:: AVAILABLE RECORDS ::
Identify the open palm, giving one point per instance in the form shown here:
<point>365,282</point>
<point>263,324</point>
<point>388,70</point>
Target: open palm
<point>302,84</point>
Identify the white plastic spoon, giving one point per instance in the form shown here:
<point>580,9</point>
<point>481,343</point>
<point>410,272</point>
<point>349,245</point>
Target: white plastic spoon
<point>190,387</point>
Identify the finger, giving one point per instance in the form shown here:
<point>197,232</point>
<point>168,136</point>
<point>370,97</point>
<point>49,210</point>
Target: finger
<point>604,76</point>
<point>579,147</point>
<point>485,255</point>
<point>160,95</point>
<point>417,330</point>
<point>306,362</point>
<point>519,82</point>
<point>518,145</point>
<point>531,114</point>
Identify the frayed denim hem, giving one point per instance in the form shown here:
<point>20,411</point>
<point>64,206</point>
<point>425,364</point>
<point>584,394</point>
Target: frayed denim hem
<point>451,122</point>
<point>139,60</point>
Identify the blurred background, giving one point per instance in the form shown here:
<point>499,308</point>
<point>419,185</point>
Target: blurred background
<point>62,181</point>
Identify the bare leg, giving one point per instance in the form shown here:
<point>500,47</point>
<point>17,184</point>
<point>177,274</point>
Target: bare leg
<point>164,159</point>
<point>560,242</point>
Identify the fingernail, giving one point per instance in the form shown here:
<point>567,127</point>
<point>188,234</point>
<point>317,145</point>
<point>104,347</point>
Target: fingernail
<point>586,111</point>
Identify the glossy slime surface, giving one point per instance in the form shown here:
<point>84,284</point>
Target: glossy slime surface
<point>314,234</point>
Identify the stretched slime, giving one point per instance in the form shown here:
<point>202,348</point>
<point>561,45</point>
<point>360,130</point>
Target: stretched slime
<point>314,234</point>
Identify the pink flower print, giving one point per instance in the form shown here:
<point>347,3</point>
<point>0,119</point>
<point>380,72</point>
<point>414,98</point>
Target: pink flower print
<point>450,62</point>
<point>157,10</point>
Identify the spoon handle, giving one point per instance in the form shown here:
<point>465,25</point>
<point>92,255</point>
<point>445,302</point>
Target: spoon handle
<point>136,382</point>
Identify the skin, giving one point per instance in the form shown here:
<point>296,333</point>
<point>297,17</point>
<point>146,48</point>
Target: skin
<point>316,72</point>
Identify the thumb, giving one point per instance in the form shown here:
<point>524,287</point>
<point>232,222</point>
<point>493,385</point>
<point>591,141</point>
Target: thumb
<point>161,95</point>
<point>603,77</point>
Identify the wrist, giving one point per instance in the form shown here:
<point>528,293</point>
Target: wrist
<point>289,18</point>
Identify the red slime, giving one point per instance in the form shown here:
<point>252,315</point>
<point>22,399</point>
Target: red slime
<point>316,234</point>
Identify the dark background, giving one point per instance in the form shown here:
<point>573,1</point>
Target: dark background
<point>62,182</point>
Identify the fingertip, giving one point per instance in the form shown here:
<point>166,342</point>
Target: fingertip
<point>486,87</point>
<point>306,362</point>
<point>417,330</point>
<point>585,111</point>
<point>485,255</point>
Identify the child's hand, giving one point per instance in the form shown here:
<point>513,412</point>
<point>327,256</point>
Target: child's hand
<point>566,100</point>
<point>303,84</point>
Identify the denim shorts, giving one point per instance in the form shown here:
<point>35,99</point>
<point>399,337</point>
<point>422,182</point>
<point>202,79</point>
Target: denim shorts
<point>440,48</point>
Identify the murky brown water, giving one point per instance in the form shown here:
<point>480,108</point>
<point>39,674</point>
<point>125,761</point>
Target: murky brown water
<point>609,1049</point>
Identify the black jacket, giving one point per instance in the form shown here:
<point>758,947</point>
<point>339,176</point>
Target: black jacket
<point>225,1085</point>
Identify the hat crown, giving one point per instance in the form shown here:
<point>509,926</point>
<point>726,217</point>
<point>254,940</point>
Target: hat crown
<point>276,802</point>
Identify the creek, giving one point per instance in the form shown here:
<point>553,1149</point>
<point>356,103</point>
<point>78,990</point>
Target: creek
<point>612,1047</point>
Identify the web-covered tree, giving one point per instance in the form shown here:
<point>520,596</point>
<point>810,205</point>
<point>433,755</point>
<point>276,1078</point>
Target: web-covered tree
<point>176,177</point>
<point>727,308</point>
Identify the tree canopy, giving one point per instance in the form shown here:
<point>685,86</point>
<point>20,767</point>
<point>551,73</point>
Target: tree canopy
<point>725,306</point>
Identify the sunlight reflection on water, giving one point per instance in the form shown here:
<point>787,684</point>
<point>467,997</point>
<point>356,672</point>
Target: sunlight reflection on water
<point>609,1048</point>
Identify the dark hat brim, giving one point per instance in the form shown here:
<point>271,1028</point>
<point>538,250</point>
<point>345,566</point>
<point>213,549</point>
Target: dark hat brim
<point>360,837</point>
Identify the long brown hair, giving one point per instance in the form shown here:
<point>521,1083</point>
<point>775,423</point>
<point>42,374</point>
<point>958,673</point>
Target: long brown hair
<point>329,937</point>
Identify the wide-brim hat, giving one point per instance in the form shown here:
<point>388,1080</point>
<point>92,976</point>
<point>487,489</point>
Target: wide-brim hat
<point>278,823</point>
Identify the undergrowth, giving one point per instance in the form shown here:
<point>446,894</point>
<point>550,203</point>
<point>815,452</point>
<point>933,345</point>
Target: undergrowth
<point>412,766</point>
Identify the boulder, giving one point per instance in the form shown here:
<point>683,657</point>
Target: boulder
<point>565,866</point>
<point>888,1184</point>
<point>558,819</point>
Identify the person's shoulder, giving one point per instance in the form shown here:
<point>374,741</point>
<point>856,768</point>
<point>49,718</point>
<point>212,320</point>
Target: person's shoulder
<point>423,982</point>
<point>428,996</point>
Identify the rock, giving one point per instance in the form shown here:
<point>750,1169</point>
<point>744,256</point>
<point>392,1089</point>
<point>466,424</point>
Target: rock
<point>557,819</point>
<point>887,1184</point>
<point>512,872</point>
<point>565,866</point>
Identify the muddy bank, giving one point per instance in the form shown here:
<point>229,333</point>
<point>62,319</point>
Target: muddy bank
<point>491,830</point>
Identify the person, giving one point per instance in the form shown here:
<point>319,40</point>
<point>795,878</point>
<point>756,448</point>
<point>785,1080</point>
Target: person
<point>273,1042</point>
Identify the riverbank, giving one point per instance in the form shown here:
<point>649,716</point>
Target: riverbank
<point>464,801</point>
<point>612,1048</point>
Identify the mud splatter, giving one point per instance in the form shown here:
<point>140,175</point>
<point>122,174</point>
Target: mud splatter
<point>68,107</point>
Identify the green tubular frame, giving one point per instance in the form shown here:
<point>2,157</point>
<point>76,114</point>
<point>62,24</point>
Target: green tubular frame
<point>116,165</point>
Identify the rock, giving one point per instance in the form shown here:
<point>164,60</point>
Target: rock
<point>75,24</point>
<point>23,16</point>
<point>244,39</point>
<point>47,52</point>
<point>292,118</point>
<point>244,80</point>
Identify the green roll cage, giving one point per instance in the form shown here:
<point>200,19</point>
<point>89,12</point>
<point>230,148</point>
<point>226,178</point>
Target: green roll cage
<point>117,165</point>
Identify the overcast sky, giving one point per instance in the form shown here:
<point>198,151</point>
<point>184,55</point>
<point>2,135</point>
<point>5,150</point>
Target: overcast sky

:: BRIEF ::
The answer is all of the material, repeated exactly.

:: PROBLEM SOLUTION ::
Identify the open palm, giving one point per instance in the form shown here:
<point>365,282</point>
<point>263,324</point>
<point>388,70</point>
Target: open palm
<point>302,84</point>
Identify the white plastic spoon, giving one point per instance in the form shown here:
<point>580,9</point>
<point>481,343</point>
<point>410,272</point>
<point>349,245</point>
Target: white plastic spoon
<point>190,387</point>
Identify the finger, giving one point per instance in the form shown here:
<point>197,232</point>
<point>168,136</point>
<point>370,97</point>
<point>49,210</point>
Target: finger
<point>604,76</point>
<point>579,147</point>
<point>485,255</point>
<point>160,95</point>
<point>417,330</point>
<point>306,362</point>
<point>519,82</point>
<point>518,145</point>
<point>531,114</point>
Identify the frayed denim hem, giving one point per instance in the form shown here:
<point>20,411</point>
<point>64,206</point>
<point>425,364</point>
<point>584,394</point>
Target: frayed denim hem
<point>451,122</point>
<point>139,60</point>
Identify the blurred background, giving one point per instance in the form shown here:
<point>499,308</point>
<point>419,185</point>
Target: blurred background
<point>62,181</point>
Identify the bare leg, giving one point per instance in the form shown here:
<point>500,47</point>
<point>17,184</point>
<point>177,274</point>
Target: bare leg
<point>164,159</point>
<point>560,242</point>
Identify the fingernail, giving one point per instance in the form shown here:
<point>567,127</point>
<point>188,234</point>
<point>317,145</point>
<point>104,347</point>
Target: fingernail
<point>586,111</point>
Identify the glossy slime surface, giving one point per instance in the form shown here:
<point>84,284</point>
Target: glossy slime surface
<point>314,234</point>
Identify the stretched slime, giving one point per instance in the form shown here:
<point>202,348</point>
<point>561,45</point>
<point>360,130</point>
Target: stretched slime
<point>314,234</point>
Identify the pink flower print, giving one point per instance in the form shown here:
<point>347,3</point>
<point>0,119</point>
<point>380,72</point>
<point>414,98</point>
Target: pink flower print
<point>450,62</point>
<point>157,10</point>
Identify the spoon handle, giving one point per instance in the form shown here:
<point>465,25</point>
<point>92,255</point>
<point>445,302</point>
Target: spoon handle
<point>136,382</point>
Identify the skin, giving one point per instance in the form shown here:
<point>296,333</point>
<point>297,17</point>
<point>146,48</point>
Target: skin
<point>316,72</point>
Identify the thumb, giving one point per instance in the form shown here:
<point>524,287</point>
<point>232,222</point>
<point>493,385</point>
<point>591,141</point>
Target: thumb
<point>161,95</point>
<point>603,77</point>
Identify the wrist, giving one point per instance in the form shown here:
<point>528,293</point>
Target: wrist
<point>289,18</point>
Identify the red slime, giving one point per instance in the form shown here:
<point>252,315</point>
<point>22,399</point>
Target: red slime
<point>316,234</point>
Identify the dark background, giving one point per instance in the form shown here:
<point>573,1</point>
Target: dark background
<point>62,182</point>
Identify the fingertip, giving one point per instance in the form shown here:
<point>166,342</point>
Target: fingertip
<point>486,87</point>
<point>306,362</point>
<point>417,330</point>
<point>585,111</point>
<point>485,255</point>
Identify the child's hand, giving one point per instance in the form shown here:
<point>513,412</point>
<point>327,256</point>
Target: child's hand
<point>566,100</point>
<point>303,84</point>
Identify the denim shorts, giving one point per instance in the form shown here:
<point>35,99</point>
<point>399,337</point>
<point>422,182</point>
<point>202,79</point>
Target: denim shorts
<point>440,48</point>
Identify the murky brown water, giving one point per instance in the form shown here:
<point>480,108</point>
<point>39,674</point>
<point>125,761</point>
Target: murky brown water
<point>609,1049</point>
Identify the black jacket, giving one point per instance in the form shown here:
<point>758,947</point>
<point>339,176</point>
Target: black jacket
<point>225,1085</point>
Identify the hat crown, giving one point per instance in the form shown here:
<point>509,926</point>
<point>726,217</point>
<point>254,940</point>
Target: hat crown
<point>276,802</point>
Identify the creek, giving one point per instance in the form shown here:
<point>553,1149</point>
<point>356,103</point>
<point>78,990</point>
Target: creek
<point>612,1047</point>
Identify the web-covered tree, giving one point per instance in the form shown here:
<point>520,596</point>
<point>810,205</point>
<point>433,755</point>
<point>276,1078</point>
Target: web-covered tree
<point>176,177</point>
<point>727,308</point>
Identify the tree canopy, giving one point per instance in the form shown here:
<point>685,86</point>
<point>20,767</point>
<point>551,73</point>
Target: tree canopy
<point>725,306</point>
Identify the sunlight reflection on water, giving one point per instance in the form shown here:
<point>787,684</point>
<point>467,997</point>
<point>356,672</point>
Target: sunlight reflection on water
<point>609,1048</point>
Identify the dark hat brim, giving one point per instance in the form shown here:
<point>271,1028</point>
<point>538,250</point>
<point>345,566</point>
<point>213,549</point>
Target: dark hat brim
<point>360,837</point>
Identify the long brown hair, giving one point per instance in the form shown here:
<point>521,1083</point>
<point>775,423</point>
<point>42,374</point>
<point>958,673</point>
Target: long brown hair
<point>329,937</point>
Identify the wide-brim hat, giving one point per instance in the form shown here:
<point>388,1080</point>
<point>92,976</point>
<point>487,489</point>
Target: wide-brim hat
<point>278,823</point>
Identify the undergrowth, giving one point per instance in the form shown here:
<point>446,894</point>
<point>550,203</point>
<point>815,452</point>
<point>933,345</point>
Target: undergrowth
<point>412,766</point>
Identify the boulder, giving one point per instance in the form shown here:
<point>683,657</point>
Target: boulder
<point>565,866</point>
<point>888,1184</point>
<point>558,819</point>
Identify the person's shoulder, giving one point per instance in the form shown here:
<point>374,741</point>
<point>856,768</point>
<point>49,718</point>
<point>212,320</point>
Target: person's shoulder
<point>423,982</point>
<point>428,996</point>
Identify the rock, giving one point per instance in the form shown here:
<point>750,1169</point>
<point>744,256</point>
<point>392,1089</point>
<point>466,424</point>
Target: rock
<point>557,819</point>
<point>887,1184</point>
<point>512,872</point>
<point>565,866</point>
Identify the muddy bank, giving one point per instance in the form shown here:
<point>229,333</point>
<point>62,319</point>
Target: muddy bank
<point>491,830</point>
Identify the person, giving one point per instance in the form shown here:
<point>319,40</point>
<point>795,878</point>
<point>756,448</point>
<point>785,1080</point>
Target: person
<point>273,1042</point>
Identify the riverbank, giving one point per instance in the form shown here:
<point>649,716</point>
Target: riverbank
<point>464,801</point>
<point>612,1048</point>
Identify the mud splatter, giving one point per instance in the form shown here:
<point>140,175</point>
<point>122,174</point>
Target: mud splatter
<point>68,107</point>
Identify the green tubular frame, giving one point per instance in the form shown here:
<point>2,157</point>
<point>76,114</point>
<point>62,24</point>
Target: green tubular frame
<point>116,165</point>
Identify the rock, giving one point per instance in the form shown here:
<point>164,60</point>
Target: rock
<point>75,24</point>
<point>23,16</point>
<point>244,39</point>
<point>47,52</point>
<point>292,118</point>
<point>244,80</point>
Identify the green roll cage, giving one point per instance in the form shown here:
<point>200,19</point>
<point>89,12</point>
<point>230,148</point>
<point>226,178</point>
Target: green roll cage
<point>117,165</point>
Identify the overcast sky, giving one point per instance in the form shown here:
<point>198,151</point>
<point>184,55</point>
<point>2,135</point>
<point>5,150</point>
Target: overcast sky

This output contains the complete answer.